Material for this task:
◇ ◇ ◇

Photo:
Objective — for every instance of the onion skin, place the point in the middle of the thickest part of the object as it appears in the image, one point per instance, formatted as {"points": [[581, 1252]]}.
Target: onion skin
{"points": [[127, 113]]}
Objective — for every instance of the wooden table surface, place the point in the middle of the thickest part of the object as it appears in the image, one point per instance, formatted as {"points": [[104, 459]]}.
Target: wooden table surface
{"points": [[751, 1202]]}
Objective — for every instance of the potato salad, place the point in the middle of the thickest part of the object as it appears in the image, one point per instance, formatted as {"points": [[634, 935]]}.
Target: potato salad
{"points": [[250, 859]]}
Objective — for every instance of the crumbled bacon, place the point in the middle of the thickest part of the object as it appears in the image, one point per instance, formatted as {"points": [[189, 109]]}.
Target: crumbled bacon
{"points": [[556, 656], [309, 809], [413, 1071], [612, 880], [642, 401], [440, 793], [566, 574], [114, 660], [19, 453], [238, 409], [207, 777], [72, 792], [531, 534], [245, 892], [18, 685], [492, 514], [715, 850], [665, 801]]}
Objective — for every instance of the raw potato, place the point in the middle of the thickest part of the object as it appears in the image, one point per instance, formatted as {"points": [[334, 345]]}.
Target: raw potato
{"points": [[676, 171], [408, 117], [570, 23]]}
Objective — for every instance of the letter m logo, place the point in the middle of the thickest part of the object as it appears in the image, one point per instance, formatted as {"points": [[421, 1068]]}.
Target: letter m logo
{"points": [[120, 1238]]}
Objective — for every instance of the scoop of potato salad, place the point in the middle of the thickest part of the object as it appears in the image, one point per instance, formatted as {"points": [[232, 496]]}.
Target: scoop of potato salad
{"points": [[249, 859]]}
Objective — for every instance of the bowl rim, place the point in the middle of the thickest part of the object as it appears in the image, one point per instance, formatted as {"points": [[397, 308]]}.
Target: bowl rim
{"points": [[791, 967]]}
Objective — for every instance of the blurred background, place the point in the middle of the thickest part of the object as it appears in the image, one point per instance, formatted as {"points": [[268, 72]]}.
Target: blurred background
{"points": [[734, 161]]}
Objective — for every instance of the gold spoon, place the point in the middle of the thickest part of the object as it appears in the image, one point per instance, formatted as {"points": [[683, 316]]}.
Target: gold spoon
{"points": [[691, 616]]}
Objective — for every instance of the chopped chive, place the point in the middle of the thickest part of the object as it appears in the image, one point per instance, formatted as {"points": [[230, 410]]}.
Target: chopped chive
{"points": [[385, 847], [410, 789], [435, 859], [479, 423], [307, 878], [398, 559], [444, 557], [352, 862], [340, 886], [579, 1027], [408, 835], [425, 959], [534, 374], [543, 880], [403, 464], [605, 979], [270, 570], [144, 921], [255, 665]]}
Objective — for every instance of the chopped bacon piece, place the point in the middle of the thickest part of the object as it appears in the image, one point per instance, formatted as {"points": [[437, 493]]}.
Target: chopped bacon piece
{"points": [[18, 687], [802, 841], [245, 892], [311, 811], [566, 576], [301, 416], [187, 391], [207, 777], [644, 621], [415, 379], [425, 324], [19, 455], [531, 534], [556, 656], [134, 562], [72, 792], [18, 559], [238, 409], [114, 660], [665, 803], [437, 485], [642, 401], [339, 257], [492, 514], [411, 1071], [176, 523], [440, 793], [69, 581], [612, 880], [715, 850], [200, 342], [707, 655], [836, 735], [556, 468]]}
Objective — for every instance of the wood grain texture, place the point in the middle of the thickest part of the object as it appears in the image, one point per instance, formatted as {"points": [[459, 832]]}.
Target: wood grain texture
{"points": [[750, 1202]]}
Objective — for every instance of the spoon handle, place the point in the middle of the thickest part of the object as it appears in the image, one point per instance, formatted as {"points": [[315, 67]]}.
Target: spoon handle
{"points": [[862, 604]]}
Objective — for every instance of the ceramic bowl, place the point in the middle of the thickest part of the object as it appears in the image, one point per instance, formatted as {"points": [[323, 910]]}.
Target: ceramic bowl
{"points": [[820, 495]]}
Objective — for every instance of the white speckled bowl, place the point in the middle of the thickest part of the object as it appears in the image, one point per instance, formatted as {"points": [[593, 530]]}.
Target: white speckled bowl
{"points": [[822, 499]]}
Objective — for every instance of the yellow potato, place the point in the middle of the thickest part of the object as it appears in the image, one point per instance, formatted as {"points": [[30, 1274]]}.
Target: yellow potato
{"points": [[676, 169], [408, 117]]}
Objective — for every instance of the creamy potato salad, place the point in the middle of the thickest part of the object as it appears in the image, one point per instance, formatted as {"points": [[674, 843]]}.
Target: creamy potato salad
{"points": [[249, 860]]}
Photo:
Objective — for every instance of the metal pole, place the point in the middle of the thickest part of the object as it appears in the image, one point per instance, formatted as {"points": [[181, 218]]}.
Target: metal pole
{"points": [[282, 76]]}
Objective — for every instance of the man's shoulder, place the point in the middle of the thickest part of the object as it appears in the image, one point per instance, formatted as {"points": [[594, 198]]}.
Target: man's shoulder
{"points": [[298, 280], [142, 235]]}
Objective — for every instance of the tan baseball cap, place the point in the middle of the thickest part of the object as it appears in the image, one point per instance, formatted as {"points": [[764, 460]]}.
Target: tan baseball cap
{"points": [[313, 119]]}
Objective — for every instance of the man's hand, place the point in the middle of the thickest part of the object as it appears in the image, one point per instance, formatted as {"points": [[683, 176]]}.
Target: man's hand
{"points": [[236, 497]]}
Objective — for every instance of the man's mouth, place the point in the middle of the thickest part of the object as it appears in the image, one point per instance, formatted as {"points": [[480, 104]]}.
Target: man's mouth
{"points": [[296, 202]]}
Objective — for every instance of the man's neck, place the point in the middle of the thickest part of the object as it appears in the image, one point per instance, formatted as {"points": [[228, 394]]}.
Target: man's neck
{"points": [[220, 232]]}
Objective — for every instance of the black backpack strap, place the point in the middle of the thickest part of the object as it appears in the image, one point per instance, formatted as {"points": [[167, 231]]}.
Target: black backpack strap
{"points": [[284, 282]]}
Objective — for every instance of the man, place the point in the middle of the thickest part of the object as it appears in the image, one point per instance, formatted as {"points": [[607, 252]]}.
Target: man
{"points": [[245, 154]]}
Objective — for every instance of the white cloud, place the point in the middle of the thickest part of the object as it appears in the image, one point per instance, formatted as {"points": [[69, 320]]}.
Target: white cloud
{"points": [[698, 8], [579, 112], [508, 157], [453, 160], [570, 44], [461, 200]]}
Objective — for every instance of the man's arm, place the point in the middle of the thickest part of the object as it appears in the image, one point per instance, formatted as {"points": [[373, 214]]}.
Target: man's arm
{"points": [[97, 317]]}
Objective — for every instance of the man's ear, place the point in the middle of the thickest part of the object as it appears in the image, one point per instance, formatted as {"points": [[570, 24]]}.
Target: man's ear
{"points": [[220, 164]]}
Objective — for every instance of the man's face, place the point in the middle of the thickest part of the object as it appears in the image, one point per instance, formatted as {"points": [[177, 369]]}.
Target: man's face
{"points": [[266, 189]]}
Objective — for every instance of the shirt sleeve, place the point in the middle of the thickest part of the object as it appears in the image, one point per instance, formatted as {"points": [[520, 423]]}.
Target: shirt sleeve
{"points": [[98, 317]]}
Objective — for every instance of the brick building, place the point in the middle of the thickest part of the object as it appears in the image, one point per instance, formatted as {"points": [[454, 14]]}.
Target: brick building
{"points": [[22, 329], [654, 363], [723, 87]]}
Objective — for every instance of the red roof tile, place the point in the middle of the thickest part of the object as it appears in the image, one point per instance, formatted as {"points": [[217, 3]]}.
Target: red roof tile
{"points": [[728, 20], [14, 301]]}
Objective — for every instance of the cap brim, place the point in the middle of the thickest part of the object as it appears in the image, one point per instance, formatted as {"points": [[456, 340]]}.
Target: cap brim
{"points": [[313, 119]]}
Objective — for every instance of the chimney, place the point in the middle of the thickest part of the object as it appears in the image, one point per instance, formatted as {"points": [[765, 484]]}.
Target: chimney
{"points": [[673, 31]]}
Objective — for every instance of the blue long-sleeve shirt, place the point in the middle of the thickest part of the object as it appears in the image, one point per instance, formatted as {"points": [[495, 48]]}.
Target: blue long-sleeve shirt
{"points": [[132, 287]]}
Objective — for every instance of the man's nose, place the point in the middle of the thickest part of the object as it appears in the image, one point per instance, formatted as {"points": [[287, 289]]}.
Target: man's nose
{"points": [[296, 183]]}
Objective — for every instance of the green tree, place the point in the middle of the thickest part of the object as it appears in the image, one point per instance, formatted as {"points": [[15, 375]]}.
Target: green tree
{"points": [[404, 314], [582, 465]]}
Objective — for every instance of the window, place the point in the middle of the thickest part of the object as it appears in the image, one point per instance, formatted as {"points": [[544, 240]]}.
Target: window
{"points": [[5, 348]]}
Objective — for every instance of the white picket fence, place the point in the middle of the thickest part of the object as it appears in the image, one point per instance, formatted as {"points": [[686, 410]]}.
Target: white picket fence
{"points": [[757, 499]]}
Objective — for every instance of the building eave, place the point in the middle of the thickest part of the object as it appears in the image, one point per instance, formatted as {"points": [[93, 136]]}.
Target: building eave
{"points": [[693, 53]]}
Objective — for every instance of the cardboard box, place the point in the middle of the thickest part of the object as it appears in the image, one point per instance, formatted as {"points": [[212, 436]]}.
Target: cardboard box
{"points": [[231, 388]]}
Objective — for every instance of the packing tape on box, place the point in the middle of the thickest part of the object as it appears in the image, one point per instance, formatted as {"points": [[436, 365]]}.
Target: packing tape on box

◇ ◇ ◇

Work instructions: Leave out every line before the one containing "Objective — for every instance of the man's nose, place"; set down that line and all remaining lines of the material exactly.

Response to this task:
Objective — for every instance of the man's nose, place the point in the middle of the thickest part of the object as it appears in the image, one point per instance, formatted as {"points": [[287, 289]]}.
Target: man's nose
{"points": [[296, 183]]}
Objective — for every instance of the green tree, place the point in the middle of the thickest part of the object as it appears in the image, one point per instance, formatted as {"points": [[15, 375]]}.
Target: green tree
{"points": [[404, 314], [582, 465]]}
Objective — for every instance of the window, place the point in the middle of the thickest part of the object as it appears in the image, one point per instance, formatted as {"points": [[544, 240]]}.
Target: window
{"points": [[5, 348]]}
Objective — for every instance of the white picket fence, place the point in the middle of the thickest part of the object as it appears in the image, one point per instance, formatted as {"points": [[686, 410]]}.
Target: white picket fence
{"points": [[757, 499]]}
Objective — for every instance of the building eave, place the point in the middle of the thickest part of the object as it appears in the image, one point per instance, formatted as {"points": [[93, 136]]}.
Target: building eave
{"points": [[693, 53]]}
Objective — for every instance of the cardboard box, place the point in the middle of the thickest part of the object as it appears in the image, one point per instance, formatted as {"points": [[212, 436]]}.
Target: cardboard box
{"points": [[231, 388]]}
Objective — for every instance of the packing tape on box, place the point in the middle of the thickest part of the object as it appears in the image, one point per instance, formatted as {"points": [[436, 365]]}.
Target: packing tape on box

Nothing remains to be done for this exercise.